Extrait du texte:
++++++++++
Au bal des actifs - Demain, le travail


Recueil coordonné par Anne Adàm, La Volte, 2017, 613 p., 11€ epub sans DRM



Karl avait raison. Cette bonne vieille aliénation est toujours à l’œuvre, à une nuance près : avec les nouvelles technologies, le potentiel aliénant devient délirant de possibilités.
Pire encore, l’aliénation peut venir à présent de nous-mêmes, comme si nous étions tout à la fois l’employeur et l’employé, l’exploiteur et l’exploité.
Postface, de Sophie Hiet

Un beau pavé, mais beaucoup plus lisible que le code du travail !

Présentation de l'éditeur :


Le travail qui vient : thème majeur de nos sociétés occidentales, enjeu canonique des élections présidentielles, première cause de mouvements sociaux lors de la Loi El Khomri et de dossiers dans la presse. Et si la fiction s’en mêlait à son tour ?
Entre disparition et retour au plein-emploi, les écrivains de science-fiction prennent parti. Lorsque les éditions La Volte lancent, le 1er mai 2016, en pleine ébullition de « Nuit Debout », l’appel à textes qui conduira au présent recueil, les ambitions levées pour les auteurs sont claires : dans un monde aux mutations espérées et redoutées à la fois, anticiper et projeter les devenirs possibles du Travail.
On présageait des utopies positives ; il en émerge des bribes, çà et là. Même si ce sont des textes résolument féroces, sombres parfois, indignés toujours, qui nous percutent de plein fouet. Dîner aux chandelles sur les ruines de la Commune de Paris ; burnout d’un écrivain face aux lois du marché ; jugement constant des uns par les autres sur un faux air de Black Mirror ; uberisation XXL dévorant l’énergie vitale de jeunes actifs sur-diplômés ; trader S.D.F. ; coach à la dérive ; intelligences artificielles séditieuses ; révoltes sociales dans un centre de tri de cercueils…
Les auteurs : Stéphane Beauverger, Karim Berrouka, Alain Damasio, Emmanuel Delporte, Catherine Dufour, Léo Henry, L.L. Kloetzer, Li-Cam, luvan, Norbert Merjagnan, Ketty Steward, Sabrina Calvo.


Mon ressenti :

Ah, le futur imaginé par nos chers auteurs de SF : des lendemains qui chantent, des voitures volantes, les villes sur la Lune ou Mars, le travail libéré... Un avenir espéré et attendu par nombre de lecteurs.

Mais nous ne sommes plus dans les années 50, fini la vie en rose, l'espoir a été douché, ratiboisé et passé au sanibroyeur. Reste des lendemains qui déchantent, des voitures uberisées, des villes gentrifiées et du travail oppressant et oppresseur.
++++++++++
Matériel présenté:

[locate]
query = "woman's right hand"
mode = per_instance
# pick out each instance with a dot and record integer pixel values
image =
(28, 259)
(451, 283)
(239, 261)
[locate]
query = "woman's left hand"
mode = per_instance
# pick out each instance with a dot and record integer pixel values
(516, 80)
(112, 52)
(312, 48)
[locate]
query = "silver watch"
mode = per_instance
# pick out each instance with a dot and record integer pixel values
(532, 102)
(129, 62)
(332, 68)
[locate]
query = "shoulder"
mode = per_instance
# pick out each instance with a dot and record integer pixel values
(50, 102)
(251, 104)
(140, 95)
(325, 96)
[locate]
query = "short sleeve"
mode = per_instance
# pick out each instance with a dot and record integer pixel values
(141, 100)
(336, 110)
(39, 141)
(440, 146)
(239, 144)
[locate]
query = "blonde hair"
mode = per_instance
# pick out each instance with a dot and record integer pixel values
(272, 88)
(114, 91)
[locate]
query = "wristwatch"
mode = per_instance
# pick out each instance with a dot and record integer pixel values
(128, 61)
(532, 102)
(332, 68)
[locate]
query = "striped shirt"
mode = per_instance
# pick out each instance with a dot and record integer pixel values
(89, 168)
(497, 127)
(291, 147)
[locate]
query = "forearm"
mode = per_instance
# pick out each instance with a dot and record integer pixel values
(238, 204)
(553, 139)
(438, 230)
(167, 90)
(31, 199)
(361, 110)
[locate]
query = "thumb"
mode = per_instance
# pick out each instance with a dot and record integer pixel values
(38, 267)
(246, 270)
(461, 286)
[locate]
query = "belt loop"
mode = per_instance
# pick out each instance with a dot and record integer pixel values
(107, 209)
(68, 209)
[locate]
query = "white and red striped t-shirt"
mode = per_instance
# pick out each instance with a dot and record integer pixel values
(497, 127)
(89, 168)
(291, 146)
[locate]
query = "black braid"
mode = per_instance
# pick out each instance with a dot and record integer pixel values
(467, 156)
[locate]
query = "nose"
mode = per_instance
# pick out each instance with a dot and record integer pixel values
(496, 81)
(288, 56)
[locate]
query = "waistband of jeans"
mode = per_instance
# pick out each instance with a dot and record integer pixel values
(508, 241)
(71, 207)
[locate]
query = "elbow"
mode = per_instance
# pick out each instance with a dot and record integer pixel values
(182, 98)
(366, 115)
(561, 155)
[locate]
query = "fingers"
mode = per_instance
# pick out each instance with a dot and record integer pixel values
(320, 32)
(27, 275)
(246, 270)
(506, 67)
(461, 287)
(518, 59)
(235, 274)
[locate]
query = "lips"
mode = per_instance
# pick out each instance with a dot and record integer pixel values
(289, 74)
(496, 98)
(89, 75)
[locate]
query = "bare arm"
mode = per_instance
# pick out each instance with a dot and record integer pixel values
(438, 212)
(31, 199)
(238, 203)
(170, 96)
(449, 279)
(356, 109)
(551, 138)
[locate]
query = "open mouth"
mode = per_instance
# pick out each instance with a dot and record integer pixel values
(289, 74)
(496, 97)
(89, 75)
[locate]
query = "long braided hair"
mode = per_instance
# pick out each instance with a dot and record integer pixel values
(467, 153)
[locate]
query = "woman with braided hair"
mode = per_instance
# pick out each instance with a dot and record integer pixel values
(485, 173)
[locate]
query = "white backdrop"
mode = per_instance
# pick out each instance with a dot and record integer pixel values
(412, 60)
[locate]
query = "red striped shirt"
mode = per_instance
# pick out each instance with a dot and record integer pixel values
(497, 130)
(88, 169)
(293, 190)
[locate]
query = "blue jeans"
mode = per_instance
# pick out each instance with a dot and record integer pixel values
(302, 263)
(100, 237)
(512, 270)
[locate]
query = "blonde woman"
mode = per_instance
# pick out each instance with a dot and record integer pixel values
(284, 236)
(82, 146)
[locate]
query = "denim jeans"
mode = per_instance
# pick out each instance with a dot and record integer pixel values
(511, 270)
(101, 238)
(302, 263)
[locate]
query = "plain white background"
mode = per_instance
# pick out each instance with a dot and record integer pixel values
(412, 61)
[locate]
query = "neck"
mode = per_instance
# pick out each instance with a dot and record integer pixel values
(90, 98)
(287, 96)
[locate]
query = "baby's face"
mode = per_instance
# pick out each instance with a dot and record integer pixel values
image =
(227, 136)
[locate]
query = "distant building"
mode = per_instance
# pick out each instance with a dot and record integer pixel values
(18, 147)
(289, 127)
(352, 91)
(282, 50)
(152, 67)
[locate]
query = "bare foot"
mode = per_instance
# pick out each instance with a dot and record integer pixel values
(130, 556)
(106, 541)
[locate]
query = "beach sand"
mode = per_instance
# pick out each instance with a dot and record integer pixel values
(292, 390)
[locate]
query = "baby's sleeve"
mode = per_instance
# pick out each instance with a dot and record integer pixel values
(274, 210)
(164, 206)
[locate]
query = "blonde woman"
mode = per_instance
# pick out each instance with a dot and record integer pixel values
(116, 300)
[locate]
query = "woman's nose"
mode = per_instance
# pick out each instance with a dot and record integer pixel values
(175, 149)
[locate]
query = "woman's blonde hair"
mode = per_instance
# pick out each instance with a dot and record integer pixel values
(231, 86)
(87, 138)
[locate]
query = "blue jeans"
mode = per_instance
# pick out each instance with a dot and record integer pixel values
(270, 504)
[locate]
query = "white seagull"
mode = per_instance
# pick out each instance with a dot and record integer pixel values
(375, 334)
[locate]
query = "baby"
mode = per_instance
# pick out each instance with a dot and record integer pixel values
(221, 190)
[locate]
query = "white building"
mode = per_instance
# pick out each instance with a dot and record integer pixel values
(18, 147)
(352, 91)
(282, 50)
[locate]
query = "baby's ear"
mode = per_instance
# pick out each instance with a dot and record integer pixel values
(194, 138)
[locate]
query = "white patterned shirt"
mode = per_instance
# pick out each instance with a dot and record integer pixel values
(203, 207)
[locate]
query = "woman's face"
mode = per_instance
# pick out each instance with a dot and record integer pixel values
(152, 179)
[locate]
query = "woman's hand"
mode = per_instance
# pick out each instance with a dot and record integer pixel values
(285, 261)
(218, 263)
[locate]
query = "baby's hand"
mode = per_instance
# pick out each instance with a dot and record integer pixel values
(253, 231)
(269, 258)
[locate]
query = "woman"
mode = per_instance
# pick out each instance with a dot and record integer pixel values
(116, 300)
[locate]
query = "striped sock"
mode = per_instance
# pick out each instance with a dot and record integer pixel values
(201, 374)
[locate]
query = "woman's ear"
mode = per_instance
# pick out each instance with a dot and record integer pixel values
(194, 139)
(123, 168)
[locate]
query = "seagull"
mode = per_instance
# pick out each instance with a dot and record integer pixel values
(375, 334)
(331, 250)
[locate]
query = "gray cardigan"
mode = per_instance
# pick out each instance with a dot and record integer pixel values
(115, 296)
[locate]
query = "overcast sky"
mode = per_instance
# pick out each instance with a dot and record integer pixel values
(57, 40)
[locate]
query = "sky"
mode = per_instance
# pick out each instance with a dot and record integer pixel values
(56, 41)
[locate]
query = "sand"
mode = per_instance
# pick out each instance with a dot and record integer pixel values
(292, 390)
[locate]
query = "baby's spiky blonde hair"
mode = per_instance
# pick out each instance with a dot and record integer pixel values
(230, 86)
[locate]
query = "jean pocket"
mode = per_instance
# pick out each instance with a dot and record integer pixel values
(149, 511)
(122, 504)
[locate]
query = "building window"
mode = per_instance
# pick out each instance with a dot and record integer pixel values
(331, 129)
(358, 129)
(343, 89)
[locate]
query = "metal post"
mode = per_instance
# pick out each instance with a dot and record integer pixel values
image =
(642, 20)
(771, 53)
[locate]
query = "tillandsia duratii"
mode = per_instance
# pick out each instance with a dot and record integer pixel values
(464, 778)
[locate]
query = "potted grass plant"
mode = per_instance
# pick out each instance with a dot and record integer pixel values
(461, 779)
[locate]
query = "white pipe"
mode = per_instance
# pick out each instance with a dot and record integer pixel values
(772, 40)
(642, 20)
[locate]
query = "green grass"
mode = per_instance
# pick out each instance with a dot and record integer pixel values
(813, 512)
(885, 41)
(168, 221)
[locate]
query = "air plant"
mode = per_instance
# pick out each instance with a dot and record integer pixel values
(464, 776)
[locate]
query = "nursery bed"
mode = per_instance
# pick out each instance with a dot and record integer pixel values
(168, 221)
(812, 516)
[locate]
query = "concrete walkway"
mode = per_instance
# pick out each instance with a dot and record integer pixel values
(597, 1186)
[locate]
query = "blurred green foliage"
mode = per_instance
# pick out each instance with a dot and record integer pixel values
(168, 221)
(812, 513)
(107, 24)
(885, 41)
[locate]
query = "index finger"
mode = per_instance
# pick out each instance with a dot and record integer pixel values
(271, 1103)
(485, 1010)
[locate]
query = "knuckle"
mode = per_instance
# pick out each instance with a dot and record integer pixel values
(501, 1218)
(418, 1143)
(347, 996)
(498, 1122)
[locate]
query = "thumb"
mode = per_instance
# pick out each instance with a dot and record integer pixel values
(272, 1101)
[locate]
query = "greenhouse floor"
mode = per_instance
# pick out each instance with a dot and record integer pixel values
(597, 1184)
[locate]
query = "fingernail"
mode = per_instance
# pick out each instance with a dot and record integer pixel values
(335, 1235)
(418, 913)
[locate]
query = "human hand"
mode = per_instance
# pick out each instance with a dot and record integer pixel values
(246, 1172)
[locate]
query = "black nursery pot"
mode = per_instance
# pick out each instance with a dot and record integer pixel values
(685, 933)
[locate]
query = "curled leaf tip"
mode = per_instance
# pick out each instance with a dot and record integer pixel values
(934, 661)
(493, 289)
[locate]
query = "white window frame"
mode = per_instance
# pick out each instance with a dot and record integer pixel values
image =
++++++++++
Exercice court A: Veuillez recopier le passage du texte qui commence à « Postface, de Sophie » et se termine à « à son tour ? ».
Exercice court B:
Répondez à ces questions d'après le texte.
(i) Quelle maison d'édition a publié le recueil ?
(ii) À quelle date l'appel à textes a-t-il été lancé ?
(iii) Qui signe la postface ?
Seul le texte sert ici, pas le matériel.

Corrigé A:
Postface, de Sophie Hiet

Un beau pavé, mais beaucoup plus lisible que le code du travail !

Présentation de l'éditeur :


Le travail qui vient : thème majeur de nos sociétés occidentales, enjeu canonique des élections présidentielles, première cause de mouvements sociaux lors de la Loi El Khomri et de dossiers dans la presse. Et si la fiction s’en mêlait à son tour ?

Corrigé B:
(i) La Volte.
(ii) Le 1er mai 2016.
(iii) Sophie Hiet.